UWS are highly complex and comprised of a variety of technological components. It is no longer hardware alone, but to an increasing degree system control software, the interaction with external infrastructure, and the synergies resulting from the interaction of various technological components that decisively define the military capabilities of unmanned systems. Thus, military effectiveness arises rather from ‘system complexity’ and is less due to the individual components of an unmanned system. Most of the technological components of UWS are so-called dual-use technologies, which predominantly originate from civilian developments. The proliferation of this civilian dual-use technology and its military employment is very difficult to regulate or track, which poses significant problems for export control measures. On the other hand, fully civilian unmanned systems can also have the potential for military applications and, possibly following some modifications, could be employed as weapons carriers. Only a few unmanned systems have unique and unalterable military attributes, or a design that obviously implies that they are purely used for military purposes (an example would be the X-47B prototype of a stealth drone). High payload capacities of unmanned systems used to be a reliable indication of an intended armament and military employment. However, many of the civilian systems are now also designed in the first place as carrier systems with high payloads, which is mainly due to their increasingly broad range of tasks, such as scientific research and the transport of goods. Obvious indications for the military employment of an unmanned system would be existing armament, weapons stations, respective targeting systems, or attack control software. However, sometimes it is possible to simply remove or replace weapons payloads and software, so that only an individual snapshot of the system’s actual configuration may point towards the intended use of an unmanned system. By taking such measures, military unmanned systems could also be concealed as civilian systems, for example. A purely external, unambiguous distinction between civilian and military unmanned systems is therefore considerably exacerbated by their system complexity and dual-use character.

Exercise requirements: Decide whether each statement below agrees with the text on unmanned weapon systems, answering yes or no and quoting the words of the text that settle it. 1. Most technological components of these systems come mainly from civilian developments. 2. A high payload capacity is still a reliable sign that an unmanned system is meant for military use. 3. Many unmanned systems have a design that plainly marks them as purely military.

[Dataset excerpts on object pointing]

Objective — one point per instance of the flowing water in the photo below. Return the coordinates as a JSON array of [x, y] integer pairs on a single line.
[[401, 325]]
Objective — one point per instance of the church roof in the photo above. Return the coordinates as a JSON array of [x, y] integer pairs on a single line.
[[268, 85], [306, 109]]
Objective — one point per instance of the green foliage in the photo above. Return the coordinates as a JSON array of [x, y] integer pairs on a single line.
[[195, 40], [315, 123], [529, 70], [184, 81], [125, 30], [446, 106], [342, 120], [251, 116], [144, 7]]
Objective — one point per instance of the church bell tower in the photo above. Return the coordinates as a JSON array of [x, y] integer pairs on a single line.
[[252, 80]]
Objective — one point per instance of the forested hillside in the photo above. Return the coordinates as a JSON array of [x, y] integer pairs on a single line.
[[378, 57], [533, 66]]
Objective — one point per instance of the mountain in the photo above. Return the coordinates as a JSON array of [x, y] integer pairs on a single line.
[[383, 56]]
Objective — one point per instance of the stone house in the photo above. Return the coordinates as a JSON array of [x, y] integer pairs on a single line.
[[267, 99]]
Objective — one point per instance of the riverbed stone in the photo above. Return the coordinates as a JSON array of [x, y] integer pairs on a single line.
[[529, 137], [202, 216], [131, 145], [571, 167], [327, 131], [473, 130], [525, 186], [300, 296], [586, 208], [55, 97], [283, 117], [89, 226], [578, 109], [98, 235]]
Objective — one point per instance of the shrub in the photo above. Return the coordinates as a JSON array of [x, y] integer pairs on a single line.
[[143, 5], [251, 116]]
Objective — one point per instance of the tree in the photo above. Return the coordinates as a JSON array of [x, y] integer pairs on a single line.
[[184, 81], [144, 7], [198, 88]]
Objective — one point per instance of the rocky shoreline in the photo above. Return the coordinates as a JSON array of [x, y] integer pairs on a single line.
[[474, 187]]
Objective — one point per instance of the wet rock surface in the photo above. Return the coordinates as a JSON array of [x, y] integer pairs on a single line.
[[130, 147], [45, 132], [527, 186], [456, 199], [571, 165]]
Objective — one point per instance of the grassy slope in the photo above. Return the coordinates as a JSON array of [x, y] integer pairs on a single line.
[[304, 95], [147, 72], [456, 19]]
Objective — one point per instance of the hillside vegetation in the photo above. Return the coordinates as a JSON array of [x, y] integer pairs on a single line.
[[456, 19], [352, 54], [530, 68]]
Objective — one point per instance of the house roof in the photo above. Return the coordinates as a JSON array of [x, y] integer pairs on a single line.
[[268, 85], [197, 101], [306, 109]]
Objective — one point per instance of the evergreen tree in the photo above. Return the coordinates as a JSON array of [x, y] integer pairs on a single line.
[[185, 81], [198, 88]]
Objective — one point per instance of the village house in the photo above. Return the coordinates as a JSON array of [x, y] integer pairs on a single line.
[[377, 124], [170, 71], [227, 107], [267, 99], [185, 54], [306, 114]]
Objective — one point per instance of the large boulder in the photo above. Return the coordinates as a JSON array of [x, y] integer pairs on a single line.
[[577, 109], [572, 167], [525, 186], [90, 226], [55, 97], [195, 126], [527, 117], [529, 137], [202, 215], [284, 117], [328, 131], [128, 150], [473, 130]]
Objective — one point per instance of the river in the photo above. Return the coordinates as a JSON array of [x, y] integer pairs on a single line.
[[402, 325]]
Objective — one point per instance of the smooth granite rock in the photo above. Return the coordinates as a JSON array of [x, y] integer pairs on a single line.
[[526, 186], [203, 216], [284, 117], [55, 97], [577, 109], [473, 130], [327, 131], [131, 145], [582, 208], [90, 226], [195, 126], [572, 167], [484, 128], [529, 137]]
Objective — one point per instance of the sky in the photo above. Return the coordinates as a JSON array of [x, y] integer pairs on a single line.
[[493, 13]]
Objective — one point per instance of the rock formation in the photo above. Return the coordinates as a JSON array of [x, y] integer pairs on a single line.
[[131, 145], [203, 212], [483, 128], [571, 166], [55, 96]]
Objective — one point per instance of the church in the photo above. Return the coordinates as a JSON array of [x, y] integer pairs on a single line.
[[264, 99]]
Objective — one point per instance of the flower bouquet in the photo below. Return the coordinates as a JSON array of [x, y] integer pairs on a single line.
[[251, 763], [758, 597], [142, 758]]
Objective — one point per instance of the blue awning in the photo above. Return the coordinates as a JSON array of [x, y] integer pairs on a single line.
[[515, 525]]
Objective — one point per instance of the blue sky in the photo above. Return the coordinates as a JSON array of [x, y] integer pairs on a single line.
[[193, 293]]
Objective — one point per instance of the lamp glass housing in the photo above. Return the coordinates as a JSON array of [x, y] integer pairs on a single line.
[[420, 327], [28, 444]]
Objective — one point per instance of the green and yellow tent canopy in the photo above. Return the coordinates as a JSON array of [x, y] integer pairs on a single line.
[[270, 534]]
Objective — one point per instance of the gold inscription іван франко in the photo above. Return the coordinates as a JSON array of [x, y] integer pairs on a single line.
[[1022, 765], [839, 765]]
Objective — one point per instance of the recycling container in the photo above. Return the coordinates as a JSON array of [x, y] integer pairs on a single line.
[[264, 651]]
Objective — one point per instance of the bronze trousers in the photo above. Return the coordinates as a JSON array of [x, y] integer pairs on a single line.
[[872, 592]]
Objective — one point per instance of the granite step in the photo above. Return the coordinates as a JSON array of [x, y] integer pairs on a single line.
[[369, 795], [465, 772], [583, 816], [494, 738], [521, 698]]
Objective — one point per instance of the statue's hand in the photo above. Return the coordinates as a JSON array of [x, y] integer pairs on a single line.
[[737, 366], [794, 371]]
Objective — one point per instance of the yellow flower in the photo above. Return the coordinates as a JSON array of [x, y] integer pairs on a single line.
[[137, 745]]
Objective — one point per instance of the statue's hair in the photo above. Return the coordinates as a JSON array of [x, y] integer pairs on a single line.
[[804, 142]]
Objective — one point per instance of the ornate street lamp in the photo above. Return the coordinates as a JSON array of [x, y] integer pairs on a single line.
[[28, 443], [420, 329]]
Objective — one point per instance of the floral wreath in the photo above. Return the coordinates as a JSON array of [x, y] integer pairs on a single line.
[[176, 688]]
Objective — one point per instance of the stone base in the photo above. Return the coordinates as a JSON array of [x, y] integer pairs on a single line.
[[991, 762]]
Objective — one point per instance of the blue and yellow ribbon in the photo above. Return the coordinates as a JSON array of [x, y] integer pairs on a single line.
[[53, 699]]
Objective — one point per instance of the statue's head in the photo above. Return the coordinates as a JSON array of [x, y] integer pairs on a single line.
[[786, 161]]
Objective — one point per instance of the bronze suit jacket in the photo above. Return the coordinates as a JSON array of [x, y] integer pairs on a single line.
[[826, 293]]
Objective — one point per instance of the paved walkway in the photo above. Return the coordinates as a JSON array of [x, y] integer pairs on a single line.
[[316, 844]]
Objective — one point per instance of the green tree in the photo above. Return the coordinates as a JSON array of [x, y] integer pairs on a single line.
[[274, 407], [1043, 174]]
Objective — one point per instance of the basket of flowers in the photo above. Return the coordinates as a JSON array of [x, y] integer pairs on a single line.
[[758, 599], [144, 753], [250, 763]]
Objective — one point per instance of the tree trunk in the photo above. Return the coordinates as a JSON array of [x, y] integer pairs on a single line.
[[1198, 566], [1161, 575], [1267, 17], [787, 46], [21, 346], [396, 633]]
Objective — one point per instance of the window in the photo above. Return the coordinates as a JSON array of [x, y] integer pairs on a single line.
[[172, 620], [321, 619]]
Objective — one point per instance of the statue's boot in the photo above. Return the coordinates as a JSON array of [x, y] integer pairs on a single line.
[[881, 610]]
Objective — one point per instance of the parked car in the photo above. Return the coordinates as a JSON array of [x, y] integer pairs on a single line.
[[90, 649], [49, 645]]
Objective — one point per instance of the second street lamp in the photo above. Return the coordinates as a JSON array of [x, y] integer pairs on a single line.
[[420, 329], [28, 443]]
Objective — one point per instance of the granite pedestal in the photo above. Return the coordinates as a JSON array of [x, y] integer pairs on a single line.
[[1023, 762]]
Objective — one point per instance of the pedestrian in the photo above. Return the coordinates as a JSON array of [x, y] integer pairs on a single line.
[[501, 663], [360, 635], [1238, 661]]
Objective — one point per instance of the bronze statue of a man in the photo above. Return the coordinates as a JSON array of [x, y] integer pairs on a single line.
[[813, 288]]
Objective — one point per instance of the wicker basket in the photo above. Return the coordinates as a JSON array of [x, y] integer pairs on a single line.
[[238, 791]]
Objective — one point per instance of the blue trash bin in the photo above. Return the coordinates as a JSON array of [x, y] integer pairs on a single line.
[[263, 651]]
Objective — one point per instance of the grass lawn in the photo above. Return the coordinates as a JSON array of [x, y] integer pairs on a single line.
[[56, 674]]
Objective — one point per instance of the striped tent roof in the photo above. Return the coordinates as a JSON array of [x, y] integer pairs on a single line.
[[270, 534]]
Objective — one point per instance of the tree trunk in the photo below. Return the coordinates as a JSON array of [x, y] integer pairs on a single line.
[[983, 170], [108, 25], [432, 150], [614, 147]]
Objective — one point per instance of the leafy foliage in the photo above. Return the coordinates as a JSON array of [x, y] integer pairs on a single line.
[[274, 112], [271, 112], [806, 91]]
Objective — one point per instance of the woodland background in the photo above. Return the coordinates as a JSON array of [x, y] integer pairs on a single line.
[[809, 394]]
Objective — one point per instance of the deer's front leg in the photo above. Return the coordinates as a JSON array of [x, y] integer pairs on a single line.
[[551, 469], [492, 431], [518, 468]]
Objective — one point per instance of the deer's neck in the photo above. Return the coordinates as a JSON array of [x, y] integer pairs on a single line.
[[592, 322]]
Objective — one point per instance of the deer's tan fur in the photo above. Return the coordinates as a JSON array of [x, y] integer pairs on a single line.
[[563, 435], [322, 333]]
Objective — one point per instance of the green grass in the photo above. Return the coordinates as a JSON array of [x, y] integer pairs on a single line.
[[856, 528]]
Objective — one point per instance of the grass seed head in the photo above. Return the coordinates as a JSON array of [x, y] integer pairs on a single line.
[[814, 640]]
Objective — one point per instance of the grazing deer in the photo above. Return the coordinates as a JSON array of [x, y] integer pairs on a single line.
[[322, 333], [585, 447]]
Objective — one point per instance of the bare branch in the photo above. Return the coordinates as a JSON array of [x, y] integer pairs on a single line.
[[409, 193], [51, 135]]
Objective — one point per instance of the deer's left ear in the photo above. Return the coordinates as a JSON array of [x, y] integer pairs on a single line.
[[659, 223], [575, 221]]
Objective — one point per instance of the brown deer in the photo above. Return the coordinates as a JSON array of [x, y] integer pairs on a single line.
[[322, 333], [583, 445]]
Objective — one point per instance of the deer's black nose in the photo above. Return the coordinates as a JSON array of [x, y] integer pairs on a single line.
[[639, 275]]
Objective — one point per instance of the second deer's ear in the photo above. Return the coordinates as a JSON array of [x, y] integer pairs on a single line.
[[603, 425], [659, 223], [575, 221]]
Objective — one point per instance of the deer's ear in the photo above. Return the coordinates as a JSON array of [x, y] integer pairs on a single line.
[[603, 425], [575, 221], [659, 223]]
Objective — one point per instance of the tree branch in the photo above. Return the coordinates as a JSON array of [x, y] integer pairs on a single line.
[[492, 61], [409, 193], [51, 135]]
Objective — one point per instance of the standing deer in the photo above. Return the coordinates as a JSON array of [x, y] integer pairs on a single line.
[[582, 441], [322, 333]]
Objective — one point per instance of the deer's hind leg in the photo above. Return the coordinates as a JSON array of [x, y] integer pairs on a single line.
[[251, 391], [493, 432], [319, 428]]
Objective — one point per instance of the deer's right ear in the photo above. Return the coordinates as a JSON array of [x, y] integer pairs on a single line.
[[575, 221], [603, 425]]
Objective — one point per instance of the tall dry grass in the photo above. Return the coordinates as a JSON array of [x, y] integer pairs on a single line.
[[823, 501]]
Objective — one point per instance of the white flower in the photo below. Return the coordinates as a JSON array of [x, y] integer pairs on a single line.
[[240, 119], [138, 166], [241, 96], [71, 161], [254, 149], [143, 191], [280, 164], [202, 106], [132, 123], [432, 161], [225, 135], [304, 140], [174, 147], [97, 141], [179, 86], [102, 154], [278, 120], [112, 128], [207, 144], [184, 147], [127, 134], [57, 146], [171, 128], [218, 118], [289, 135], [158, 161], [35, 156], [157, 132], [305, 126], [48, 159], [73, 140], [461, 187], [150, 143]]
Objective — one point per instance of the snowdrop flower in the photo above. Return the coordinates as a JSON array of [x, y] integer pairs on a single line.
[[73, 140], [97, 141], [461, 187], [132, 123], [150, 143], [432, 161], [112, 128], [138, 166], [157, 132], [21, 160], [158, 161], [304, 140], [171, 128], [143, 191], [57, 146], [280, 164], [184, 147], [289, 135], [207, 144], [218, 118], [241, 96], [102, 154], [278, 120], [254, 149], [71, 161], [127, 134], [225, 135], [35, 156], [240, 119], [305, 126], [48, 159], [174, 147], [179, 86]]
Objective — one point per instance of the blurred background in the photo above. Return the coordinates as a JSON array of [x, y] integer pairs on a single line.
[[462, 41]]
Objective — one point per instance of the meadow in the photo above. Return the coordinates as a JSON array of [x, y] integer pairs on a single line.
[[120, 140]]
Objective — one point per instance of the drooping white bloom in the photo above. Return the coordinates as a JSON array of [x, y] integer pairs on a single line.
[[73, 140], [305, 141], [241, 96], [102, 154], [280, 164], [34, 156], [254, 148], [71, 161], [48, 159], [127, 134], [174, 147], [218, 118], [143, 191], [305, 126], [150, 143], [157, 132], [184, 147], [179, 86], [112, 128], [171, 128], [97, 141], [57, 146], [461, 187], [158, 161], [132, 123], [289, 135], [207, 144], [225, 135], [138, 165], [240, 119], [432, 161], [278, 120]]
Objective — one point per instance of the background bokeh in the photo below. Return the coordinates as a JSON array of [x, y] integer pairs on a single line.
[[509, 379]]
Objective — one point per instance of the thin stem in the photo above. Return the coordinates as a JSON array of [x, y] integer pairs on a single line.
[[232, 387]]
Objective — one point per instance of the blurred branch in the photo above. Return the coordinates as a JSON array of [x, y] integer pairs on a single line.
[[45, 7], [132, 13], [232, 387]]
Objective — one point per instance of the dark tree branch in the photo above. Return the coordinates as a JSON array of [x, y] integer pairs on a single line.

Exercise result:
1. Yes: "Most of the technological components of UWS are so-called dual-use technologies, which predominantly originate from civilian developments."
2. No: "However, many of the civilian systems are now also designed in the first place as carrier systems with high payloads"
3. No: "Only a few unmanned systems have unique and unalterable military attributes, or a design that obviously implies that they are purely used for military purposes"